═══ Passage for review ═══

We all know the quote from St. Paul which assures us that everything works out for the good for those who trust in God.
We know that all things work for good for those who love God, who are called according to his purpose. (Romans 8:28)
Well, our family has seen this truth dramatized over and over again.
My sixth child discovered she had gestational diabetes. (This disappears immediately after you give birth.) After living on a strict cleansing diet for six months to try to cure her migraines before pregnancy, she was devastated but resigned to another two months of eliminating anything that tastes good from her diet, constantly eating small measured meals, and jabbing herself with a needle twice a day to test her blood sugar.
Gestational Diabetes Worked Out for the Good
Simply because she has gestational diabetes, an extra ultrasound was scheduled which revealed that at 32 weeks pregnant, even though her son was not ready to breathe on his own yet, she was in silent labour. The doctors gave her two shots of a steroid to develop his lungs, told her to quit work immediately, and to only stand for a maximum of 10 minutes at a time. She was afraid to move and very upset.
However as a result of one week of bed rest and two injections to develop his lungs, 7 days later, at 33 weeks gestation, their baby weighed at least 5 pounds and was in no danger of being born before another couple of weeks went by.

═══

> **Task list**
1. In the passage about gestational diabetes, how many weeks pregnant was the daughter when the extra ultrasound showed she was in silent labor?
2. In the passage about gestational diabetes, list everything the doctors did or told the daughter to do after the extra ultrasound.
3. From the passage about gestational diabetes, quote the text starting at "My sixth child" and ending at "and very upset.".
The listing comes from a separate source, unrelated to the passage.

═══ Supplied information ═══

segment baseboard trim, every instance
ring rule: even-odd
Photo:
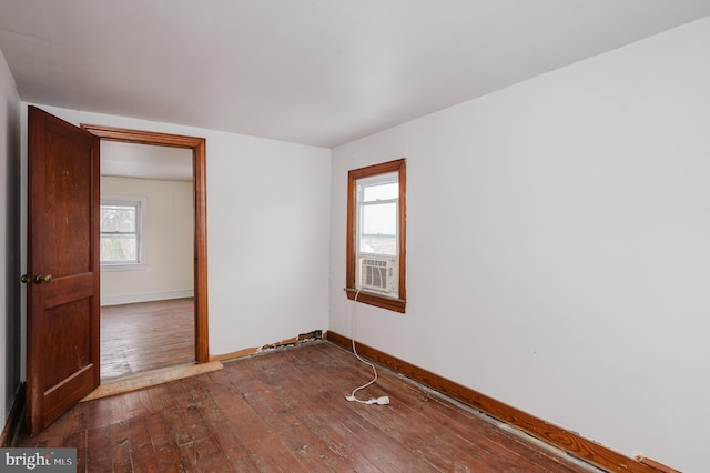
[[[106,295],[101,298],[101,306],[168,301],[171,299],[189,299],[194,298],[194,290],[186,289],[184,291],[151,292],[145,294]]]
[[[322,330],[314,330],[313,332],[302,333],[292,339],[282,340],[281,342],[268,343],[263,346],[252,346],[248,349],[242,349],[231,353],[223,353],[217,355],[210,356],[211,361],[232,361],[239,360],[244,356],[252,356],[255,354],[266,353],[273,350],[290,348],[290,346],[298,346],[303,343],[312,343],[317,342],[321,339],[324,339],[324,334]]]
[[[14,393],[14,400],[12,401],[12,407],[10,407],[10,414],[4,422],[2,434],[0,434],[0,447],[7,449],[12,446],[16,440],[17,433],[22,426],[22,414],[24,413],[24,382],[20,383],[20,388]]]
[[[353,341],[345,335],[328,331],[329,342],[353,351]],[[560,449],[579,460],[611,472],[658,473],[659,470],[622,455],[613,450],[585,439],[574,432],[550,424],[541,419],[507,405],[475,390],[447,380],[438,374],[423,370],[377,349],[357,342],[357,353],[384,366],[387,366],[412,380],[457,401],[475,407],[486,414],[526,432],[536,439]]]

═══

> **Answers for the tasks**
1. She was 32 weeks pregnant.

2.
- Gave her two shots of a steroid to develop her son's lungs
- Told her to quit work immediately
- Told her to stand for no more than 10 minutes at a time

3.
My sixth child discovered she had gestational diabetes. (This disappears immediately after you give birth.) After living on a strict cleansing diet for six months to try to cure her migraines before pregnancy, she was devastated but resigned to another two months of eliminating anything that tastes good from her diet, constantly eating small measured meals, and jabbing herself with a needle twice a day to test her blood sugar.
Gestational Diabetes Worked Out for the Good
Simply because she has gestational diabetes, an extra ultrasound was scheduled which revealed that at 32 weeks pregnant, even though her son was not ready to breathe on his own yet, she was in silent labour. The doctors gave her two shots of a steroid to develop his lungs, told her to quit work immediately, and to only stand for a maximum of 10 minutes at a time. She was afraid to move and very upset.